All the cash did help dodge the bigger crisis, but knowing who got how much does raise anew the question many were asking at the time: how big is too big to fail?
Marketplace’s Janet Babin reports.
Janet Babin: If you’re looking for a takeaway, a meaning in all these Fed documents? University of Houston finance professor Craig Pirrong has got one for you.
Craig Pirrong: Just sort of confirms how scary things were.
The Fed’s confidential documents reveal that Citigroup, Morgan Stanley and Merrill Lynch got the most emergency cash. The biggest shocker was Goldman Sachs. At the time, the investment bank insisted it had plenty of cash. But records show it was sixth on the borrow list.
Dick Bove is a bank analyst at Rockdale Securities.
Dick Bove: Goldman Sachs may not have ‘fessed up properly. It does look as if the Fed had not assisted Goldman Sachs, Goldman Sachs would have gone the route of Lehman and Bear Stearns.
That would be the route to collapse. Bove says more firms might have headed down that road, if the Fed hadn’t unleashed trillions in emergency loans.
Bove: It saved the financial system. I have no idea why people think that’s bad.
But some continue to think the bailout is bad: that it greases the wheels for companies to become too big to fail. Boston University Law School professor Cornelius Hurley says the bailout encourages companies to take future risks.
Cornelius Hurley: Those that absolutely needed it, the Goldmans, the Citis, the Wells — they are ever bit as risky now as they were then.
And Hurley says the largest banks are even bigger than they were before the crisis. Thanks to the federal government’s help, some are now more profitable than ever too.
In New York, I’m Janet Babin for Marketplace.

◆ TASK INSTRUCTIONS ◆
(1) Translate this sentence from the report on the Fed's emergency loans into Spanish: "That would be the route to collapse."
(2) In the report on the Fed's emergency loans, swap "crisis" for "meltdown" and write out the text starting with "All the cash" and going on through "Janet Babin reports.".

◆ DATA SECTION ◆
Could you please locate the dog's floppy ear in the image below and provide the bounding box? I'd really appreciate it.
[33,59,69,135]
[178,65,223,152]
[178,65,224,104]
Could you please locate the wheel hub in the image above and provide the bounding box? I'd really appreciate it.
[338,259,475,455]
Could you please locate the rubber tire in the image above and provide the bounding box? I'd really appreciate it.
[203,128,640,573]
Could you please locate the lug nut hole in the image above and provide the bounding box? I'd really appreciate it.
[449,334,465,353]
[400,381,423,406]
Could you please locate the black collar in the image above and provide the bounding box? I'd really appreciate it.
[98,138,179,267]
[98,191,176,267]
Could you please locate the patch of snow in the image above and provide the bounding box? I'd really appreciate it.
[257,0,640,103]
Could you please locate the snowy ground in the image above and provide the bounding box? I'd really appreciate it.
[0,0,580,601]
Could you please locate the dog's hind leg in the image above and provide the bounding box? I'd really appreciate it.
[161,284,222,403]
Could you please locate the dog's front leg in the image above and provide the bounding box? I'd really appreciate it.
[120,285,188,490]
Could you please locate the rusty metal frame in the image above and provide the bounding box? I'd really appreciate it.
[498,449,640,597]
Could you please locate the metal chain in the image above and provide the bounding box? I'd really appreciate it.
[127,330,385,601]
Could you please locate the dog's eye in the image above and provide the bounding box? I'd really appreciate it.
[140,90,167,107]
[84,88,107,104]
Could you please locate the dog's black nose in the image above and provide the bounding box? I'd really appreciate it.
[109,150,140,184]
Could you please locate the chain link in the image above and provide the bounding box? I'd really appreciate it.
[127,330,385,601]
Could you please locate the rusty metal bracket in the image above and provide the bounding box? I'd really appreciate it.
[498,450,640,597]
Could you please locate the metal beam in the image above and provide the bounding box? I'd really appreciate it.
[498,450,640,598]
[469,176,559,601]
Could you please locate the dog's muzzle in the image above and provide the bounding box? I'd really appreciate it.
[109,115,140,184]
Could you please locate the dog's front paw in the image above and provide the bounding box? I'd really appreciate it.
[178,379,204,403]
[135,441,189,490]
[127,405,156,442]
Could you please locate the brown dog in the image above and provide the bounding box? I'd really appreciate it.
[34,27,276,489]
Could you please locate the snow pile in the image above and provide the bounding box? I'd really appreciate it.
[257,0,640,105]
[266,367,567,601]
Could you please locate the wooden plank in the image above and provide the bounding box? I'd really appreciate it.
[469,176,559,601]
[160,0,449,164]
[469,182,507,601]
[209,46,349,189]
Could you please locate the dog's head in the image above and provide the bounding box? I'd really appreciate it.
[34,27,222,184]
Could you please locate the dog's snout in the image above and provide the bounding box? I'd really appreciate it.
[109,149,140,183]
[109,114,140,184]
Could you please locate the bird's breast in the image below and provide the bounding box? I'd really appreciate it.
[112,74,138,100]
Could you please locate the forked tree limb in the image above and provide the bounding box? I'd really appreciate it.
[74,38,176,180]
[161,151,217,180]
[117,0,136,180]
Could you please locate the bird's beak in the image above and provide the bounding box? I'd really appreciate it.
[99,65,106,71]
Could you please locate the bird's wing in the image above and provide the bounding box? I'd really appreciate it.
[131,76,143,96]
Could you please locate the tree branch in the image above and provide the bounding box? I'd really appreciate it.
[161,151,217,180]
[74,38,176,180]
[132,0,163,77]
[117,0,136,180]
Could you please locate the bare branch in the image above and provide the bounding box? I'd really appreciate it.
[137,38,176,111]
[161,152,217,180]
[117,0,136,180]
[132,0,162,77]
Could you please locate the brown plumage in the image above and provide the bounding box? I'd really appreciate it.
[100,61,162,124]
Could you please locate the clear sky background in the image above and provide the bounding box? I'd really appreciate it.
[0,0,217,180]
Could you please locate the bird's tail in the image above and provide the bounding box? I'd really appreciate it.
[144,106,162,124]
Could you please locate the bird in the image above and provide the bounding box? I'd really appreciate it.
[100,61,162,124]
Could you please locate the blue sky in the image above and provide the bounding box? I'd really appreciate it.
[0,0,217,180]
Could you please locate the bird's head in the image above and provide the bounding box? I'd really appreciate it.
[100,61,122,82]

◆ RESPONSE LIST ◆
(1) Esa sería la ruta hacia el colapso.

(2)
All the cash did help dodge the bigger meltdown, but knowing who got how much does raise anew the question many were asking at the time: how big is too big to fail?
Marketplace’s Janet Babin reports.